──────── Given text

Qatar has harshly criticised Israel’s prime minister, accusing Benjamin Netanyahu of deliberately obstructing ceasefire and hostage release negotiations with Hamas for personal political gain.
Doha’s foreign ministry spokesperson, Majed al-Ansari, said on Wednesday night that his government was “appalled” by leaked remarks allegedly made by Netanyahu in which he criticised the country’s mediation efforts over the war in Gaza, adding that the Israeli leader’s comments were “irresponsible and destructive” but “not surprising”.
“If the reported remarks are found to be true, the Israeli PM would only be obstructing and undermining the mediation process, for reasons that appear to serve his political career instead of prioritising saving innocent lives, including Israeli hostages,” Ansari wrote on X, formerly Twitter.
Netanyahu’s office is yet to issue a response in the public spat, which threatens to complicate the already arduous negotiations on aid, a ceasefire and the release of approximately 130 hostages believed to still be in captivity in the Gaza Strip.
At least 20 people were killed and 150 wounded while waiting for the distribution of aid in Gaza City, local authorities said on Thursday, as fierce fighting continues to rage across the besieged coastal territory. Hamas blamed Israel for the attack. The Israel Defense Forces did not immediately respond to a request for comment.
On Thursday, Israel’s far-right finance minister, Bezalel Smotrich, fanned the flames with a post on X accusing Qatar of being responsible for the 7 October Hamas attack, calling the Gulf state the “patron of Hamas” and “a country that supports terrorism and finances terrorism”.
Ansari’s statement came in response to recordings of Netanyahu’s closed-door meeting with family members of hostages earlier this week obtained by Israel’s Channel 12, in which he reportedly said Qatar’s role in the mediation process was “problematic”.
The prime minister allegedly told the relatives he had intentionally not thanked Doha for its efforts to date and that he had expressed anger towards the US, Israel’s most important ally, for deciding to keep a military base in the semi-democratic oil state.
“Qatar in my opinion is no different, in essence, from the UN. It is no different, in essence, from the Red Cross, and in some ways it is even more problematic,” he said. “I am prepared to use any actor at the moment that will help me get [the hostages] home. I haven’t any illusions about [Qatar]. They have leverage.”
Israel has long maintained that international organisations such as the UN are biased against it. Doha in recent years has carved out a role as international mediator in conflicts such as Ukraine, Sudan and Afghanistan, as well as in previous rounds of fighting in Gaza. It has deep ties to Hamas and hosts several members of its political wing.
Qatar, along with Egypt and the US, has served as a leading mediator in the three-month war in Gaza sparked by Hamas’s attack on Israel in which 1,140 people were killed and about 250 taken hostage. Israel’s offensive, which it says will completely eradicate the Palestinian militant group, has killed more than 25,700 people and displaced about 85% of the strip’s 2.3 million population from their homes.

────────────────
──────── The data

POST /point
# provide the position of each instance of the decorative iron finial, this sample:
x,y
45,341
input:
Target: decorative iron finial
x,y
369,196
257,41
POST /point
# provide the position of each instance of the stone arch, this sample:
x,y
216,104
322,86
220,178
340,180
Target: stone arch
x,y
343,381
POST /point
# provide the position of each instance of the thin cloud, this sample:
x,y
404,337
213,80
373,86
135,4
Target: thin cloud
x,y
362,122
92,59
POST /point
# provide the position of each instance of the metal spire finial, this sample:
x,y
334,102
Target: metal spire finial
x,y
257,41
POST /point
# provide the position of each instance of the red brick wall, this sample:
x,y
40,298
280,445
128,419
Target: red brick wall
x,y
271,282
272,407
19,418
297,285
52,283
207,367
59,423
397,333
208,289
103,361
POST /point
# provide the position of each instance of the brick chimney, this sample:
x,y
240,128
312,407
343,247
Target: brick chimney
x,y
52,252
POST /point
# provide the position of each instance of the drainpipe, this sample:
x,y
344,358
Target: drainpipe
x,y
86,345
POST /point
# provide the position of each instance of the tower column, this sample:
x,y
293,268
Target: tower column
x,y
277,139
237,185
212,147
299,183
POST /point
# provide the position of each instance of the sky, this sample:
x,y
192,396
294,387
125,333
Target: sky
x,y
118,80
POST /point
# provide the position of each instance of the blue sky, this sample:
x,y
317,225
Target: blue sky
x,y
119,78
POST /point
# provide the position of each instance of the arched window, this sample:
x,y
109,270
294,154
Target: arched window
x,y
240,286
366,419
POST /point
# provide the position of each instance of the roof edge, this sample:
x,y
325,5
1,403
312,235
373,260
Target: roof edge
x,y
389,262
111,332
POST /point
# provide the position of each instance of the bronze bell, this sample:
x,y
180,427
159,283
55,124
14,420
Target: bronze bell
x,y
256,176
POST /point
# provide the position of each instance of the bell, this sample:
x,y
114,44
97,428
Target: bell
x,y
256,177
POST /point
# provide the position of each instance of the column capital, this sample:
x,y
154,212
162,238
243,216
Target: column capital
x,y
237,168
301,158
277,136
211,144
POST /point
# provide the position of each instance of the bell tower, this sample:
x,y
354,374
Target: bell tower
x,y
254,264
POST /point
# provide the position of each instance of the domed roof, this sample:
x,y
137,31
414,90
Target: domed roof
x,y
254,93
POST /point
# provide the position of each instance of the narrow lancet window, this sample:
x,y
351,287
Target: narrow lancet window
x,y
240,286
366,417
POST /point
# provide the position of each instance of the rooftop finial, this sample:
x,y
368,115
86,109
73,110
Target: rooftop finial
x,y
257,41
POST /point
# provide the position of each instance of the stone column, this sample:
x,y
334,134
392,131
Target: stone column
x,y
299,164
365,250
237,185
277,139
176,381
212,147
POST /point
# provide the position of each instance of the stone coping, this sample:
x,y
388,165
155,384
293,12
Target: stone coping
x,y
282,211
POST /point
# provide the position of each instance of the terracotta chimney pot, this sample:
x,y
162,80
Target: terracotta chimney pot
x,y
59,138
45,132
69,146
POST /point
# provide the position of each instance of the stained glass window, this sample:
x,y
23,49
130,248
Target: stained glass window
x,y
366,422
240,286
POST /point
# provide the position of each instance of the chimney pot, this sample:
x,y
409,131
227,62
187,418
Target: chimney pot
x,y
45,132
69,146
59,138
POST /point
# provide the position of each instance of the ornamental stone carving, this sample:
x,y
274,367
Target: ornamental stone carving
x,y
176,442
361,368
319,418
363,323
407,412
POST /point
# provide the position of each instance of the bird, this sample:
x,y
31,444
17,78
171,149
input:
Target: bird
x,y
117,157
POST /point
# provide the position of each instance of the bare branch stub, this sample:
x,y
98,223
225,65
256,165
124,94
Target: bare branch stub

────────────────

◆ Your tasks
(1) In the article on Qatar's dispute with Netanyahu, which outlet obtained the recordings of his closed-door meeting with hostages' relatives?
(2) Write the next part of the article on Qatar's dispute with Netanyahu, picking up after its final sentence.

◆ Answers for the tasks
(1) Israel's Channel 12.

(2)
Qatar was critical in securing a week-long truce in November in which more than 100 hostages were released in return for 240 women and children held in Israeli jails.
Numerous rounds of negotiations have since faltered. The current deal under review is believed to include a 30-day pause in fighting, during which the remaining Israeli hostages would be freed in several instalments, but the parties are far from agreeing more permanent steps to end the conflict.
Recent diplomatic efforts have been overshadowed by the heaviest fighting in Gaza this year, centred on the southern city of Khan Younis, which the Israeli army said on Wednesday it had “encircled” after two days of airstrikes and fierce ground fighting.
Khan Younis’s three hospitals had been cut off by the fighting, Médecins Sans Frontières and the Palestine Red Crescent said. On Wednesday, a centre in the city run by the UN’s agency for Palestinian refugees, where about 800 people had sought shelter, was hit by shelling, according to the agency’s director. Twelve people were killed and 75 injured, with medical teams unable to access the building.
Israel denied its forces were responsible for the attack.
Support for the war remains high among Israelis, but opinion polls show lagging support for Netanyahu and his far-right coalition. Weekly Saturday night rallies demanding the release of hostages have been supplemented in recent weeks by growing calls for elections.
Tuesday’s killing of 21 Israeli soldiers who were mining buildings for demolition and were hit by grenade fire – the deadliest single incident for Israeli forces in the conflict to date – has fuelled public dissent.
On Wednesday night, traffic on a major motorway was briefly blocked as thousands of people attended a protest in Tel Aviv organised by women’s advocacy groups to demand an immediate government proposal for a new deal to free the hostages.